(Pointing records)
^^^^

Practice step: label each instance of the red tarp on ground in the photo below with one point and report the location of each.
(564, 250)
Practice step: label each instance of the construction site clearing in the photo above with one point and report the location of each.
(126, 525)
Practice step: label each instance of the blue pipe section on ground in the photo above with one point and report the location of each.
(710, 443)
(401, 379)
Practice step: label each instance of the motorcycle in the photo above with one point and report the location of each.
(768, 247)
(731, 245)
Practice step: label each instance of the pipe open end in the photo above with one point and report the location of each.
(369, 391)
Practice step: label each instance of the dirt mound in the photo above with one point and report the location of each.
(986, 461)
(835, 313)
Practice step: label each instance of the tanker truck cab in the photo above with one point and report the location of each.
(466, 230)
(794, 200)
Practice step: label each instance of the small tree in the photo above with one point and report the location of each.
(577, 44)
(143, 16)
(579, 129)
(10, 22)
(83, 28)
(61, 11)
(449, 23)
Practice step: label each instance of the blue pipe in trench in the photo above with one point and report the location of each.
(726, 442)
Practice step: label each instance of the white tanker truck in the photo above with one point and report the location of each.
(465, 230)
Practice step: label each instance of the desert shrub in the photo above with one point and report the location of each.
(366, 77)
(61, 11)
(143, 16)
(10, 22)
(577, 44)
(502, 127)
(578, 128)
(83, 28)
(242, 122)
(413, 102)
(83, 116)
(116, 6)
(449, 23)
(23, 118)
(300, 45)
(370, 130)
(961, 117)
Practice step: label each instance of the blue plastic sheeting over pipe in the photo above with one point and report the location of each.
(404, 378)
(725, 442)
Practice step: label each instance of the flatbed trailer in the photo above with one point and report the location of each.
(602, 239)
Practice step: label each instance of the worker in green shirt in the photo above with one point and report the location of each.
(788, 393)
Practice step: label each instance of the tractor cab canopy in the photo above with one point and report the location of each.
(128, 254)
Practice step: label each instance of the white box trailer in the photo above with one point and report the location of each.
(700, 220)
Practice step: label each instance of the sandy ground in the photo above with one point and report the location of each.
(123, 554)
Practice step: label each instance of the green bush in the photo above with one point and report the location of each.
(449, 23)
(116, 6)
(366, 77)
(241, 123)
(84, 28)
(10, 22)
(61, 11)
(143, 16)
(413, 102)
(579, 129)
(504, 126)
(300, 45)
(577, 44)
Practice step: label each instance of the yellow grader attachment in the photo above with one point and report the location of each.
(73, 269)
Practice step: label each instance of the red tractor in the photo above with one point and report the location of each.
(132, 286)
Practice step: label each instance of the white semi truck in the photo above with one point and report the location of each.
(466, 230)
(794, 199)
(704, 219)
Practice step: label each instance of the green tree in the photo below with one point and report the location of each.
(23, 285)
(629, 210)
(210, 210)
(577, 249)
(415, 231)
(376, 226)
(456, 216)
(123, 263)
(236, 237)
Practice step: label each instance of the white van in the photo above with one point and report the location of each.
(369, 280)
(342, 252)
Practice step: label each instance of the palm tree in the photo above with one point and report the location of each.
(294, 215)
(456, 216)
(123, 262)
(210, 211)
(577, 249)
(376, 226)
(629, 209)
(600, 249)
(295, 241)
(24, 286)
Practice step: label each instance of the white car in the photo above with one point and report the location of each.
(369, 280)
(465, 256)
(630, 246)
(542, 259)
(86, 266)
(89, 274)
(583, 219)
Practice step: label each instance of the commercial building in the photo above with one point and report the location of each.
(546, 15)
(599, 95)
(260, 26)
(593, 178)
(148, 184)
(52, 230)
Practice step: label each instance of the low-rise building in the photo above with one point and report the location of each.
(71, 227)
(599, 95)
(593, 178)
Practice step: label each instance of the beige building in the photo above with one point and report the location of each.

^^^^

§ What this task involves:
Only the lines from the one containing "Practice step: label each instance of the green tree" through the end of the entries above belong in the answer; repeat them exactly.

§ Reply to the exercise:
Practice step: label each instance of the green tree in the photo below with one point and report the location of each.
(23, 285)
(629, 210)
(210, 210)
(577, 249)
(415, 231)
(376, 226)
(456, 216)
(123, 263)
(236, 237)
Practice step: label each instance of the white van in the photo above with one point and report the location of each.
(369, 280)
(342, 252)
Practice step: label each instance of the palm tree in the photo above with one point and report the location of each.
(294, 215)
(456, 216)
(123, 262)
(210, 211)
(577, 249)
(376, 226)
(629, 209)
(600, 249)
(295, 241)
(24, 286)
Practice step: label each instance of the white car in the photo above with one point and report the location of each.
(369, 280)
(465, 256)
(630, 246)
(542, 259)
(86, 266)
(89, 274)
(583, 219)
Practice step: label each instance of the commercial building in the photo above with one point and report the location of each.
(546, 15)
(599, 95)
(260, 26)
(593, 178)
(148, 184)
(52, 230)
Practice step: label each instance of the low-rise building in the photo above with one point and report the location of each.
(71, 227)
(599, 95)
(593, 178)
Practice step: label each instance of the beige building in the photo above with one point and report the location of each.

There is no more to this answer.